**Task brief**
Starting at the line that contains "the dead pine", restate every line word for word through the end of the entries.

=== Section Start ===

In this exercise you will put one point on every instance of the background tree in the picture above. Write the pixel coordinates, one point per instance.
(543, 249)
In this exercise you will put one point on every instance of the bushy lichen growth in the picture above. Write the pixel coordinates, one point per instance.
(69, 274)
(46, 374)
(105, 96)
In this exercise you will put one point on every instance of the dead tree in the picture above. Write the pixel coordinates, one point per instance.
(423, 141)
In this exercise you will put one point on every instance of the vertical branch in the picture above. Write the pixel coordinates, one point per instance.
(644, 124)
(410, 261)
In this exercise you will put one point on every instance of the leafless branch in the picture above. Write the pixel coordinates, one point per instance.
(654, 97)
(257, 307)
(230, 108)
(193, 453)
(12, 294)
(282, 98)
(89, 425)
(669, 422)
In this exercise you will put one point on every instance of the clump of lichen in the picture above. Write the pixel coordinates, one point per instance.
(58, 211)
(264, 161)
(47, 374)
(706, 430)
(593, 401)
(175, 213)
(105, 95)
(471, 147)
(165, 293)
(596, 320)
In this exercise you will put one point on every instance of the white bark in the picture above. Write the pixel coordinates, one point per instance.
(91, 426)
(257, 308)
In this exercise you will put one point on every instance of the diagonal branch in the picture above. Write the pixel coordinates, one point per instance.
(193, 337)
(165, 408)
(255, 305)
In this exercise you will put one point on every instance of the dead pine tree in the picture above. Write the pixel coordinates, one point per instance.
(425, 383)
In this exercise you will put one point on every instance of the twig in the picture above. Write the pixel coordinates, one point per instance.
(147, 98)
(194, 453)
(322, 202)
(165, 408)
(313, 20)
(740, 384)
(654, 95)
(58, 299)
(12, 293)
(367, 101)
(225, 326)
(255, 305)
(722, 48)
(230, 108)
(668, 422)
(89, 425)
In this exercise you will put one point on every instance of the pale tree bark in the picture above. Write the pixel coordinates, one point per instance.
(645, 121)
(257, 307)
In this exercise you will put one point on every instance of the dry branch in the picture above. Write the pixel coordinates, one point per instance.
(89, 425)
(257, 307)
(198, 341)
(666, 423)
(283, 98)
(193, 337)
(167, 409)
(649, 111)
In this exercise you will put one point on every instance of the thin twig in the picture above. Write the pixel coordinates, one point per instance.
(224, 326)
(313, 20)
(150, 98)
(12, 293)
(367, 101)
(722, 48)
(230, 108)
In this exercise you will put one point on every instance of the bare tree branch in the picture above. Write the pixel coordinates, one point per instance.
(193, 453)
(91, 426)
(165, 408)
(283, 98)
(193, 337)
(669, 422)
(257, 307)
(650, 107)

=== Section End ===

**Answer below**
In this exercise you will put one point on every instance of the dead pine tree in the picture above. Write the pixel coordinates, one point per instance.
(425, 383)
In this exercise you will put one point on every instance of the twig in the picture above. Write the pixel coordinates, one point per instance.
(147, 98)
(194, 453)
(322, 202)
(165, 408)
(313, 20)
(740, 384)
(654, 95)
(58, 299)
(12, 293)
(367, 101)
(225, 326)
(255, 305)
(722, 48)
(230, 108)
(668, 422)
(89, 425)
In this exercise you will put one point on every instance of the pale tree bark in the picture above. Write the pixel coordinates, one point per instance.
(645, 121)
(257, 307)
In this exercise you will put one point on every instance of the dry branch in the picture above. Write the pixel coordinates, one point per instance.
(89, 425)
(257, 307)
(198, 341)
(666, 423)
(283, 98)
(193, 337)
(167, 409)
(649, 111)
In this exercise you will put one point on every instance of the thin twig in the picture above. Write the pixel coordinates, one point per instance.
(224, 326)
(313, 20)
(150, 98)
(12, 293)
(367, 101)
(722, 48)
(230, 108)
In this exercise you will put one point on every instance of the bare tree branch in the picture above. Write the pixel coordinates, one point per instance.
(193, 453)
(91, 426)
(165, 408)
(283, 98)
(193, 337)
(669, 422)
(257, 307)
(650, 107)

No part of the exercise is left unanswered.